### Written request
Write out each line of the listing below, character for character.

Gathered data entries:
***

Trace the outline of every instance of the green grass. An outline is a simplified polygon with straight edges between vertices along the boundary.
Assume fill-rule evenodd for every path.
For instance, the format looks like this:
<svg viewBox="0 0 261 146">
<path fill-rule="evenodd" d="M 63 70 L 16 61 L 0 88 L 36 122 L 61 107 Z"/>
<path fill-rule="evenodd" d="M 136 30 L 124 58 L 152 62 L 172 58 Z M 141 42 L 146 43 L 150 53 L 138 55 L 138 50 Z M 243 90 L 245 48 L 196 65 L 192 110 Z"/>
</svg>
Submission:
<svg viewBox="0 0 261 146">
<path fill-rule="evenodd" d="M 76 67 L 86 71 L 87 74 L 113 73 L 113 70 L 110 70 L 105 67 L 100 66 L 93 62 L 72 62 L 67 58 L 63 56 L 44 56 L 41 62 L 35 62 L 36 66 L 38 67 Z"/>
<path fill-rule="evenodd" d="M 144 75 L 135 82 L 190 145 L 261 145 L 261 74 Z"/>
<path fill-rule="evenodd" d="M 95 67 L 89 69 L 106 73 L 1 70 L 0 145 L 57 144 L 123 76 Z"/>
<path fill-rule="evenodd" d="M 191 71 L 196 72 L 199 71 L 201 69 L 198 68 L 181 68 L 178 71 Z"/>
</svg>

***

### Written response
Trace the outline of every instance of the green grass. An outline is a simplified polygon with straight edges between vertices along the boundary.
Assume fill-rule evenodd for every path.
For instance, the format looks like this:
<svg viewBox="0 0 261 146">
<path fill-rule="evenodd" d="M 63 70 L 16 61 L 0 88 L 36 122 L 61 107 Z"/>
<path fill-rule="evenodd" d="M 136 30 L 124 58 L 152 62 L 172 58 Z M 141 42 L 146 43 L 150 53 L 138 55 L 138 50 Z M 243 90 L 245 48 L 196 65 L 192 110 Z"/>
</svg>
Submission:
<svg viewBox="0 0 261 146">
<path fill-rule="evenodd" d="M 76 67 L 86 71 L 87 74 L 113 73 L 113 70 L 110 70 L 105 67 L 100 66 L 93 62 L 72 62 L 67 58 L 63 56 L 44 56 L 41 62 L 35 62 L 36 66 L 38 67 Z"/>
<path fill-rule="evenodd" d="M 144 75 L 135 82 L 190 145 L 261 145 L 261 74 Z"/>
<path fill-rule="evenodd" d="M 95 67 L 89 69 L 106 73 L 1 70 L 0 145 L 57 144 L 123 76 Z"/>
<path fill-rule="evenodd" d="M 191 71 L 196 72 L 199 71 L 201 69 L 198 68 L 181 68 L 178 71 Z"/>
</svg>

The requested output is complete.